**Aim of the task:**
Rewrite all of the material below, replacing "exactly one dot" with "a single point" and leaving everything else unchanged. Leave the pictures out of your answer.

Start Information provided

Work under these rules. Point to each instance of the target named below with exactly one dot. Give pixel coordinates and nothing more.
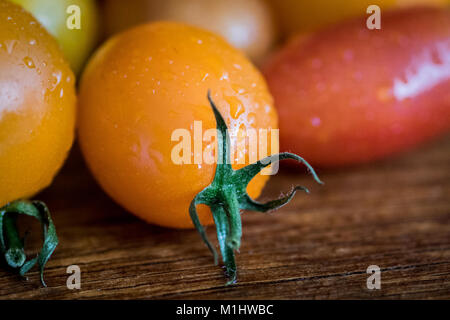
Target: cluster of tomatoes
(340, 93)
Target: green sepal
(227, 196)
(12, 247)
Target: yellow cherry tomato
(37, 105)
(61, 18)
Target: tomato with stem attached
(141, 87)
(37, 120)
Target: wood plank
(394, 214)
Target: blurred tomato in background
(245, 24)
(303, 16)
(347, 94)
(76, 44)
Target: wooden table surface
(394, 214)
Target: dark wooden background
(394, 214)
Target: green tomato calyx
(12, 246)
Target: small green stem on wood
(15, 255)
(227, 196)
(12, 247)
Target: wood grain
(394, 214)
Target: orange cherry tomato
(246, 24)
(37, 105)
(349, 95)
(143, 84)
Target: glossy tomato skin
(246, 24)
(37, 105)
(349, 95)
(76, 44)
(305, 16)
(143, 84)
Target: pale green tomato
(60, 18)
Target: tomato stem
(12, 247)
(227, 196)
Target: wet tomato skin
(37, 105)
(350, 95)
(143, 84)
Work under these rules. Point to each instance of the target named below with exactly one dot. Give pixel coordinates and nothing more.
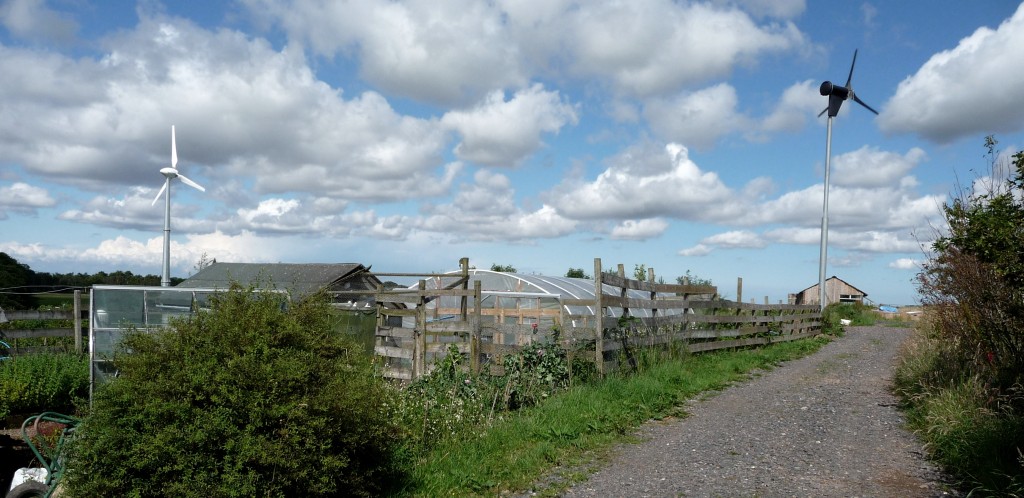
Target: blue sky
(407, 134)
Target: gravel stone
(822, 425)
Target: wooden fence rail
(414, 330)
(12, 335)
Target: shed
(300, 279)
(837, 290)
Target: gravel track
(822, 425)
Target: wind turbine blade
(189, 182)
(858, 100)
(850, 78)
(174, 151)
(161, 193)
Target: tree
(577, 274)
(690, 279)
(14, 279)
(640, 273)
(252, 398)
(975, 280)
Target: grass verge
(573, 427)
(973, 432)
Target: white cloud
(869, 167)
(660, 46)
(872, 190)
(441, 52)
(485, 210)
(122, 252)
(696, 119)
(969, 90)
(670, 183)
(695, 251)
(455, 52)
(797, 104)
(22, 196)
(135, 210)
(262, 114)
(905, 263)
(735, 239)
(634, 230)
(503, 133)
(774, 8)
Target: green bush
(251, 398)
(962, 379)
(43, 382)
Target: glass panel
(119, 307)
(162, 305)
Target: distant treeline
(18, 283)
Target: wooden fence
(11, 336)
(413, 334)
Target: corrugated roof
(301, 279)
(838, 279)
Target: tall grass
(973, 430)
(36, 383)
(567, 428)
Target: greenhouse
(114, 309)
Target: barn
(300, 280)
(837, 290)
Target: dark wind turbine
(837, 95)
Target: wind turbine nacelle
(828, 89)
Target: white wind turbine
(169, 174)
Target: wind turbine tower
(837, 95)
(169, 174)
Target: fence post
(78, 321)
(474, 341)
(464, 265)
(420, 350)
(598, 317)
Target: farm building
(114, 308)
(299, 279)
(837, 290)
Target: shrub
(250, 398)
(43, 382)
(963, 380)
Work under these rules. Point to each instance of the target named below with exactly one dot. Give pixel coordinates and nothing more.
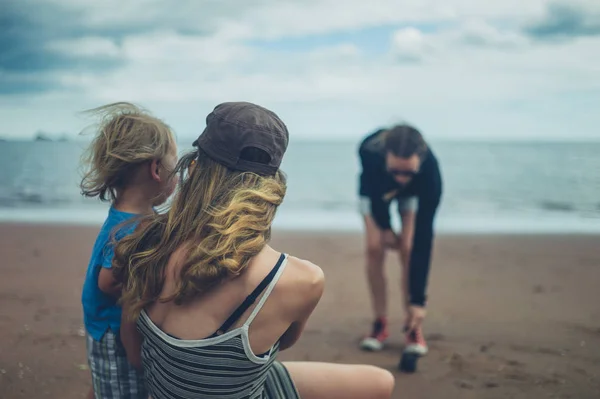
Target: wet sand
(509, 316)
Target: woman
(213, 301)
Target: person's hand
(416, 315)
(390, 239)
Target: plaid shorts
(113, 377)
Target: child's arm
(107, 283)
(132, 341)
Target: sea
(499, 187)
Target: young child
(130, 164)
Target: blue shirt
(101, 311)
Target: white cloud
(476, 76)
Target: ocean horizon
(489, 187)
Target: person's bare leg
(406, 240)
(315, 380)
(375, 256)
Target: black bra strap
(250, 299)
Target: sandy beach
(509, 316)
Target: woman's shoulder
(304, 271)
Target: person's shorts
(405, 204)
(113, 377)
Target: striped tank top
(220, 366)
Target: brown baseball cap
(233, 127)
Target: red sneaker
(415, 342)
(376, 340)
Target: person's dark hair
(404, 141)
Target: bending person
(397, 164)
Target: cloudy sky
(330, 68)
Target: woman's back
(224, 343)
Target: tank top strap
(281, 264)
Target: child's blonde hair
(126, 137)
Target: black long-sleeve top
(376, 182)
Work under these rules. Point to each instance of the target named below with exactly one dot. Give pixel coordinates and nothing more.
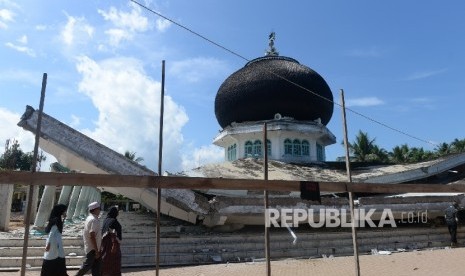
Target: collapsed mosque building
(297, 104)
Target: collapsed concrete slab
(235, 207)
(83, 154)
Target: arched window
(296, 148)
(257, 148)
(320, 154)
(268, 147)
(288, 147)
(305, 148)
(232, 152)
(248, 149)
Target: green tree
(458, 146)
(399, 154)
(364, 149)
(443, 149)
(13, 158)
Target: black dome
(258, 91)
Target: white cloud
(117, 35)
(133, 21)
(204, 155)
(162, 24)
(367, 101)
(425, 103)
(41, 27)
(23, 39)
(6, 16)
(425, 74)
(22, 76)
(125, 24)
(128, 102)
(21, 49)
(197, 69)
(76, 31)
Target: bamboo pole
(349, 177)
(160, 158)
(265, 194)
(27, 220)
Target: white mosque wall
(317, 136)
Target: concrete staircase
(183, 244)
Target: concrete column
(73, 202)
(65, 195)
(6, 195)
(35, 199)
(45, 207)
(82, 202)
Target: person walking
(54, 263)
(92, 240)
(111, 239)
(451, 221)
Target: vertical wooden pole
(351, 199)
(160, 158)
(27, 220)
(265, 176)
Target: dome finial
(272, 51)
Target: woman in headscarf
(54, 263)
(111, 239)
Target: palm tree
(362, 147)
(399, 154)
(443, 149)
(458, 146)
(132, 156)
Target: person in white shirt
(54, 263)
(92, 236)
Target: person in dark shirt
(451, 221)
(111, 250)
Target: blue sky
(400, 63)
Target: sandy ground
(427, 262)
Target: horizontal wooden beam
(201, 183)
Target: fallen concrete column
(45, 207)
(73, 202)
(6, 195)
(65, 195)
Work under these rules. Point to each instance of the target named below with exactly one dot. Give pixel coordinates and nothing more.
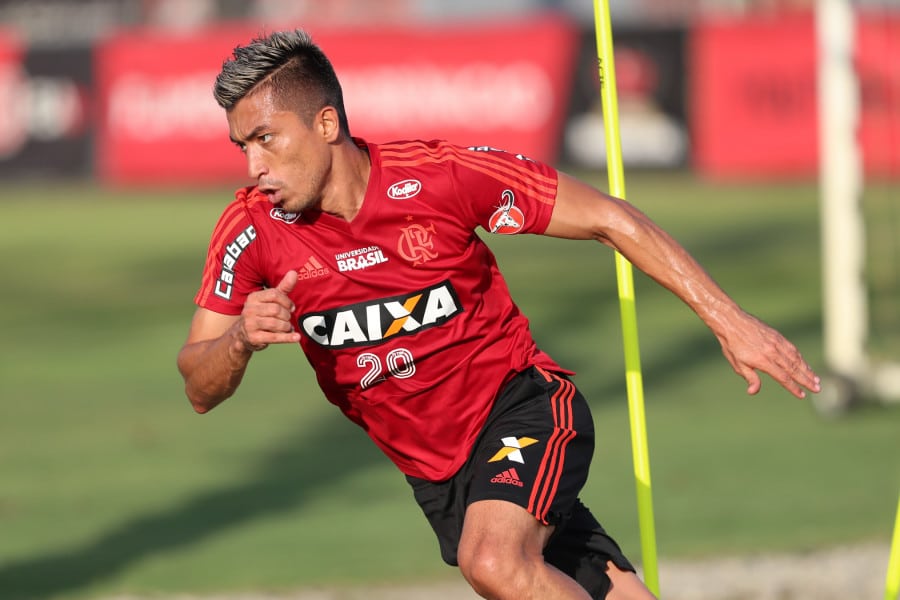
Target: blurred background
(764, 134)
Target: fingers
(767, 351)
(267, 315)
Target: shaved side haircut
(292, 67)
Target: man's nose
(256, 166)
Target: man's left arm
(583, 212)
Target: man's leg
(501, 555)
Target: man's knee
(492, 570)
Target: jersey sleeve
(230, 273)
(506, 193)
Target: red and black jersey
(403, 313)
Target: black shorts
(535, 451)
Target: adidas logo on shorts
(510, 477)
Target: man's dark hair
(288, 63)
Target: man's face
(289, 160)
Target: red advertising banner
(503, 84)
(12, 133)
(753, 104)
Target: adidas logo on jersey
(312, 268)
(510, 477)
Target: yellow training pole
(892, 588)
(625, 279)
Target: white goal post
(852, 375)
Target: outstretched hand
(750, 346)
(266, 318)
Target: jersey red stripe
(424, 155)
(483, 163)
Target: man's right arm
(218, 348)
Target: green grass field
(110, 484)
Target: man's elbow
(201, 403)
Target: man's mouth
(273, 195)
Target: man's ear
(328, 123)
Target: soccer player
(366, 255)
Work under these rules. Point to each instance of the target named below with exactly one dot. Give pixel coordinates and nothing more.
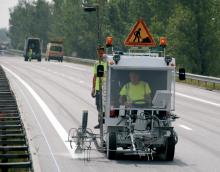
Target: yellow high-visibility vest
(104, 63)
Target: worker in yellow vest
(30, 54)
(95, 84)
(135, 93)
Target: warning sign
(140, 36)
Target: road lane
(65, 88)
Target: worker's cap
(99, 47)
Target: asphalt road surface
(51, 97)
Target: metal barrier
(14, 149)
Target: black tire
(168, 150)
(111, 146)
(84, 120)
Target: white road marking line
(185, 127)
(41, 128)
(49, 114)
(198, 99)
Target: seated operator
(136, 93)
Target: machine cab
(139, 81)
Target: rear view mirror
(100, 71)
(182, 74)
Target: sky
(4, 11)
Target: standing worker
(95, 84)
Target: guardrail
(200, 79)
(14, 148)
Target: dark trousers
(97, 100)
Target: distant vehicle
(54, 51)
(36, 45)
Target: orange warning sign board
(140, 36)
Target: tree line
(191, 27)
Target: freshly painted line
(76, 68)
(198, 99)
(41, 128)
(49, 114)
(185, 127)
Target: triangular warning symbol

End Information provided

**Completed task:**
Work under these rules. Point to each instance of the target named below with a single point. Give pixel coordinates and nothing more.
Target: cluster of tomatoes
(340, 93)
Target: green sepal
(227, 196)
(12, 247)
Target: yellow cherry tomato
(37, 105)
(61, 18)
Target: tomato with stem attached
(141, 87)
(37, 120)
Target: wood plank
(394, 214)
Target: blurred tomato in background
(245, 24)
(303, 16)
(347, 94)
(76, 44)
Target: wooden table surface
(394, 214)
Target: dark wooden background
(394, 214)
Target: green tomato calyx
(12, 246)
Target: small green stem on wood
(15, 255)
(227, 196)
(12, 247)
Target: wood grain
(394, 214)
Target: orange cherry tomato
(246, 24)
(37, 105)
(349, 95)
(143, 84)
Target: glossy tomato skin
(246, 24)
(37, 105)
(349, 95)
(76, 44)
(305, 16)
(143, 84)
Target: pale green tomato
(60, 18)
Target: tomato stem
(12, 247)
(227, 196)
Target: wet tomato skin
(37, 105)
(350, 95)
(143, 84)
Work under these rules. Point to each instance of the target named below with a single point. Give pixel coordinates and nothing more.
Target: blue sky
(407, 134)
Target: gravel stone
(822, 425)
Target: wooden fence rail
(414, 330)
(12, 335)
Target: shed
(300, 279)
(837, 290)
Target: gravel track
(822, 425)
Target: wind turbine blade
(189, 182)
(858, 100)
(850, 78)
(174, 151)
(161, 193)
Target: tree
(577, 274)
(690, 279)
(14, 279)
(640, 273)
(252, 398)
(975, 280)
Target: grass verge
(573, 427)
(973, 432)
Target: white cloud
(869, 167)
(660, 46)
(872, 190)
(441, 52)
(485, 210)
(122, 252)
(696, 119)
(969, 90)
(670, 183)
(695, 251)
(455, 52)
(797, 104)
(22, 196)
(135, 210)
(262, 114)
(905, 263)
(735, 239)
(634, 230)
(503, 133)
(774, 8)
Target: green bush
(251, 398)
(962, 379)
(43, 382)
Target: glass panel
(119, 307)
(162, 305)
Target: distant treeline
(18, 283)
Target: wooden fence
(11, 336)
(413, 334)
Target: corrugated roof
(301, 279)
(838, 279)
Target: tall grass
(973, 430)
(36, 383)
(567, 428)
Target: greenhouse
(114, 309)
Target: barn
(300, 280)
(837, 290)
Target: dark wind turbine
(837, 95)
Target: wind turbine nacelle
(828, 89)
Target: white wind turbine
(169, 174)
Target: wind turbine tower
(837, 95)
(169, 174)
Target: fence post
(78, 321)
(474, 341)
(464, 265)
(420, 350)
(598, 317)
Target: farm building
(114, 308)
(299, 279)
(837, 290)
Target: shrub
(250, 398)
(43, 382)
(963, 380)
Work under these rules. Point to each instance of the target named below with a single point. Give pixel coordinates and nothing more.
Target: wet sand
(509, 316)
Target: woman
(213, 301)
Target: person's hand
(416, 315)
(390, 239)
Target: plaid shorts
(113, 377)
Target: child's arm
(107, 283)
(132, 341)
Target: sea
(499, 187)
Target: young child
(130, 164)
Target: blue shirt
(101, 311)
Target: white cloud
(476, 76)
Target: ocean horizon
(489, 187)
Target: person's bare leg
(406, 240)
(315, 380)
(375, 256)
Target: black bra strap
(250, 299)
Target: sandy beach
(509, 316)
Target: woman's shoulder
(304, 271)
Target: person's shorts
(405, 204)
(113, 377)
Target: striped tank top
(220, 366)
Target: brown baseball cap
(233, 127)
Target: red sneaker
(415, 342)
(376, 340)
Target: person's dark hair
(404, 141)
Target: bending person
(397, 164)
Target: cloudy sky
(330, 68)
Target: woman's back
(224, 343)
Target: tank top strap
(281, 264)
Target: child's blonde hair
(126, 137)
Target: black long-sleeve top
(376, 182)
Work under these rules. Point to each instance of the target named below with a single point. Give pixel coordinates and nothing more.
Target: collapsed mosque building
(297, 104)
Target: collapsed concrete slab
(235, 207)
(83, 154)
Target: arched window
(296, 148)
(257, 148)
(320, 154)
(268, 147)
(288, 147)
(305, 148)
(232, 152)
(248, 149)
Target: green tree
(458, 146)
(399, 154)
(364, 149)
(443, 149)
(13, 158)
Target: black dome
(258, 91)
Target: white cloud
(117, 35)
(133, 21)
(204, 155)
(162, 24)
(367, 101)
(425, 103)
(41, 27)
(23, 39)
(6, 16)
(425, 74)
(22, 76)
(125, 24)
(128, 102)
(21, 49)
(197, 69)
(76, 31)
Target: bamboo pole
(349, 177)
(160, 158)
(265, 194)
(27, 220)
Target: white mosque wall
(317, 136)
Target: concrete staircase
(183, 244)
Target: concrete column
(73, 202)
(65, 195)
(6, 195)
(35, 199)
(45, 207)
(82, 202)
Target: person walking
(54, 263)
(92, 240)
(111, 239)
(451, 221)
Target: vertical wooden pole
(351, 199)
(160, 158)
(27, 220)
(265, 176)
Target: dome finial
(272, 51)
Target: woman in headscarf
(54, 263)
(111, 239)
Target: palm tree
(362, 147)
(399, 154)
(443, 149)
(458, 146)
(132, 156)
Target: person in white shirt
(54, 263)
(92, 236)
Target: person in dark shirt
(451, 221)
(111, 250)
Target: blue sky
(400, 63)
Target: sandy ground
(427, 262)
Target: horizontal wooden beam
(201, 183)
Target: fallen concrete column
(45, 207)
(73, 202)
(6, 195)
(65, 195)
Work under these rules. Point to each instance of the target named below with a single point. Give pixel coordinates and nothing more.
Target: blurred background
(764, 134)
Target: fingers
(767, 351)
(267, 315)
Target: shaved side haircut
(292, 67)
Target: man's nose
(256, 166)
Target: man's left arm
(583, 212)
Target: man's leg
(501, 555)
Target: man's knee
(492, 570)
Target: jersey sleeve
(230, 273)
(506, 193)
Target: red and black jersey
(403, 313)
Target: black shorts
(535, 451)
Target: adidas logo on shorts
(510, 477)
Target: man's dark hair
(288, 63)
Target: man's face
(289, 160)
Target: red advertising banner
(503, 84)
(12, 133)
(753, 104)
Target: adidas logo on jersey
(312, 268)
(510, 477)
Target: yellow training pole
(892, 588)
(625, 279)
Target: white goal post
(852, 375)
Target: outstretched hand
(750, 346)
(266, 318)
Target: jersey red stripe
(424, 155)
(483, 163)
Target: man's right arm
(218, 348)
Target: green grass field
(110, 484)
Target: man's elbow
(201, 403)
Target: man's mouth
(273, 195)
Target: man's ear
(328, 123)
Target: soccer player
(366, 255)
Work under these rules. Point to each instance of the target named below with a single point. Give pixel coordinates and nothing more.
Target: yellow high-visibility vest
(104, 63)
Target: worker in yellow vest
(30, 54)
(95, 84)
(135, 93)
Target: warning sign
(140, 36)
Target: road lane
(65, 88)
Target: worker's cap
(99, 47)
Target: asphalt road surface
(51, 97)
Target: metal barrier
(14, 149)
Target: black tire
(168, 150)
(111, 146)
(84, 120)
Target: white road marking line
(185, 127)
(41, 128)
(49, 114)
(198, 99)
Target: seated operator
(136, 93)
Target: machine cab
(139, 81)
Target: rear view mirror
(100, 71)
(182, 74)
Target: sky
(4, 11)
Target: standing worker
(95, 84)
Target: guardrail
(200, 79)
(14, 148)
Target: dark trousers
(97, 100)
Target: distant vehicle
(54, 51)
(36, 45)
Target: orange warning sign board
(140, 36)
Target: tree line
(191, 27)
Target: freshly painted line
(76, 68)
(198, 99)
(41, 128)
(49, 114)
(185, 127)
Target: triangular warning symbol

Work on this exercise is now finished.